- Arms of the Marquess of Donegall Blazon Arms: Quarterly: 1st and 4th, chequy, or and gule, a chief vair (Chichester); 2nd and 3rd, azure fretty argent (Etchingham). Crest: A stork, proper, wings expanded, holding in its beak an eel, argent, head or. Supporters: Two wolves gules, ducally gorged and chained or.. Motto: Invitum sequitur honor (Honour follows, though unsought for).

Member of the House of Lords
- Lord Temporal
- In office 13 May 1904 – 24 May 1975
- Preceded by: The 5th Marquess of Donegall
- Succeeded by: The 7th Marquess of Donegall

Personal details
- Born: Edward Arthur Donald St George Hamilton Chichester 7 October 1903
- Died: 24 May 1975 (aged 71)
- Spouse(s): Gladys Jean Combe ​ ​(m. 1943; div. 1968)​ Maureen McKenzie ​(m. 1968)​
- Parent: George Chichester, 5th Marquess of Donegall (father);
- Occupation: Journalist, peer
- Other titles: 10th Earl of Donegall; 11th Viscount Chichester; 11th Baron Chichester; 6th Baron Fisherwick;

= Edward Chichester, 6th Marquess of Donegall =

British peer and journalist

Edward Arthur Donald St George Hamilton Chichester, 6th Marquess of Donegall (7 October 1903 – 24 May 1975), was a British peer and journalist. He succeeded to the marquessate on the death of his father in 1904, at the age of seven months. His other titles included Baron Fisherwick, which gave him a seat in the House of Lords. He was also the Hereditary Lord High Admiral of Lough Neagh.

==Biography==
The son of the elderly George Chichester, 5th Marquess of Donegall (1822–1904), Chichester was educated at the École nouvelle de la Suisse romande, Eton, and Christ Church, Oxford, and took up a career in journalism. For many years he wrote a column in the Sunday Dispatch under the title "Almost in Confidence". He made regular contributions to the Sunday News and Sunday Graphic, and also held a staff position on the Daily Sketch. As a journalist, he travelled extensively, notably covering the winter sports in St Moritz, Switzerland. He was a passenger on the maiden voyage of the Queen Mary, returning on the Hindenburg. In 1924, by virtue of his barony of Fisherwick in the Peerage of Great Britain, he was able to take a seat in the House of Lords on reaching the age of twenty-one.

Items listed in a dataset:
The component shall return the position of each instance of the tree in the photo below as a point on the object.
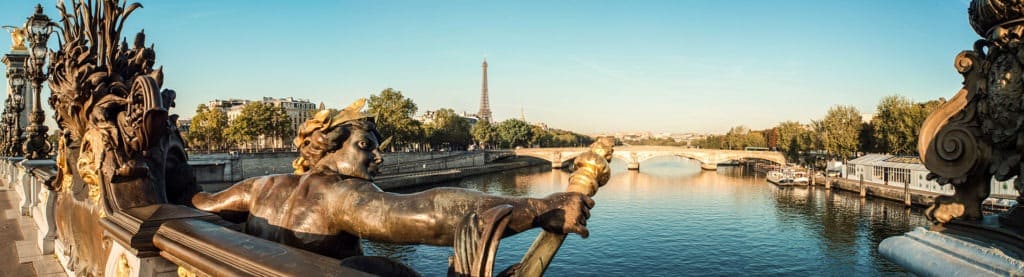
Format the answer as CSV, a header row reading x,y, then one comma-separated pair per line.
x,y
513,133
897,123
787,133
449,131
483,133
839,131
259,124
208,129
394,118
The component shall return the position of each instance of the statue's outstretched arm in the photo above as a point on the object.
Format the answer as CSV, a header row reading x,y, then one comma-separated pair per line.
x,y
431,217
235,198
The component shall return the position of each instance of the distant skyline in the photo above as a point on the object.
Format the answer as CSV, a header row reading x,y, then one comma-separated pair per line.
x,y
589,66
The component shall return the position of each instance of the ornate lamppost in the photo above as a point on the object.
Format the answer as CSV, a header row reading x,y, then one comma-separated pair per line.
x,y
11,144
39,28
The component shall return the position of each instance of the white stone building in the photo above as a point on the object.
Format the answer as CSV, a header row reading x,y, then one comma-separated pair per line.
x,y
900,171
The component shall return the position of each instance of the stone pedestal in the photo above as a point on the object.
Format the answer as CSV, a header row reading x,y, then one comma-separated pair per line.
x,y
958,249
131,231
23,185
122,262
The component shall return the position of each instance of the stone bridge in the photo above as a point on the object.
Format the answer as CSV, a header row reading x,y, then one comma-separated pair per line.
x,y
633,155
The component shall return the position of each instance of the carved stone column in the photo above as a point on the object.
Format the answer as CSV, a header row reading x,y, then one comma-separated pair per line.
x,y
39,172
966,143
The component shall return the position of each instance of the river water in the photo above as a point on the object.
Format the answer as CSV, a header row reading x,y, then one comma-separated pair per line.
x,y
673,219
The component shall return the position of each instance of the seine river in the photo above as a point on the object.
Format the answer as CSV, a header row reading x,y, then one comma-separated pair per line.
x,y
672,219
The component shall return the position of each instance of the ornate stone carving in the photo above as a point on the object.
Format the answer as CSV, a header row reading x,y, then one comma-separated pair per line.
x,y
979,134
120,147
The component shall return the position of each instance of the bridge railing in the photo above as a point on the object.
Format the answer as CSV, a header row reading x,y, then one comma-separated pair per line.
x,y
29,181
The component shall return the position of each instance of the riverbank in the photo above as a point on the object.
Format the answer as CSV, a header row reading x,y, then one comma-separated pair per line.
x,y
906,196
397,181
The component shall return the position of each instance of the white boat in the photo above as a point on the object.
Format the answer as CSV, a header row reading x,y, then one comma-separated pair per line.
x,y
787,178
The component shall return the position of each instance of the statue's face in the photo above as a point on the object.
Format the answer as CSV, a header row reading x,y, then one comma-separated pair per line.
x,y
358,155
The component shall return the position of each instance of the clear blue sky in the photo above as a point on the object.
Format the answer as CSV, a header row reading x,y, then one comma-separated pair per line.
x,y
591,66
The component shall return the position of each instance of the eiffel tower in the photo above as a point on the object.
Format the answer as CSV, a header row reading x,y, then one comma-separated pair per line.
x,y
484,113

= TASKS FOR THIS EXERCISE =
A – Recast the paragraph of the biography of the 6th Marquess of Donegall that begins "The son of the elderly George Chichester" as a bulleted list, keeping its main facts.
B – Name every newspaper mentioned in the biography of the 6th Marquess of Donegall.
C – Pick up the biography of the 6th Marquess of Donegall after its final sentence and carry it forward.

= RESPONSES TO THE TASKS =
A –
- Son of George Chichester, 5th Marquess of Donegall (1822–1904)
- Educated at the École nouvelle de la Suisse romande, Eton, and Christ Church, Oxford
- Took up a career in journalism
- Wrote the column "Almost in Confidence" in the Sunday Dispatch for many years
- Contributed regularly to the Sunday News and Sunday Graphic and held a staff position on the Daily Sketch
- Travelled widely as a journalist, notably covering winter sports in St Moritz, Switzerland
- Sailed on the maiden voyage of the Queen Mary and returned on the Hindenburg
- In 1924, at age twenty-one, took a seat in the House of Lords through his barony of Fisherwick in the Peerage of Great Britain

B –
- Sunday Dispatch
- Sunday News
- Sunday Graphic
- Daily Sketch

C –
The Marquess had a lifelong interest in aviation and owned his own aircraft, which he used for pursuing news stories. He covered the Spanish Civil War and was a distinguished war correspondent throughout the Second World War. His interest extended to cars and he was President of the Middlesex County Automobile Club from 1964 until his death in 1975. In 1949 he became a disc jockey with the BBC and in 1956 ran a Dixieland band and a jazz club in Kensington. He was also the owner of a record company.

He was a long-time member of the Sherlock Holmes Society of London, and edited its magazine, the Sherlock Holmes Journal, for many years. In that context and others, he told friends and acquaintances not to stand on ceremony ("My Lord") but not to use his first names either: "Call me Don!".

In 1937, the Marquess was briefly engaged to the British-born American gossip-columnist, Sheilah Graham, whom he had met years earlier in London, before she moved to America. (At a Hollywood party given for Graham and the Marquess by the writer, Robert Benchley, Graham first set eyes on novelist F. Scott Fitzgerald, with whom she shortly after began a romance that lasted until Fitzgerald's death in 1940.)

In 1943 he married Gladys Jean Combe, younger daughter of Captain Christian Combe, of the Royal Horse Guards, and his wife Lady Jane, daughter of George Conyngham, 3rd Marquess Conyngham. She was a descendant of the politician and brewer (of Combe Delafield and Co., later Watney Combe & Reid) Harvey Christian Combe, Lord Mayor of London from 1799 to 1800. Donegall parted from his wife after 10 years, and in 1962 moved to Switzerland. In 1968 the Marquess was granted a divorce under Swiss law and in that same year he married Maureen McKenzie (née Scholfield), daughter of Major Geoffrey C. Scholfield of Birkdale, Lancashire, and former wife of Douglas McKenzie, whom she had married in 1947.

Donegall resigned as president of the National Canine Defence League in 1957. He had been connected with the League for more than thirty years.

==Death==

He died in Switzerland on 24 May 1975 at the age of 71. His second wife and widow died in 1999.

At the time of his death, the Marquess was working on his autobiography, which he planned to call Almost in Confidence, after the newspaper column he had run. It was not ready for publication before he died.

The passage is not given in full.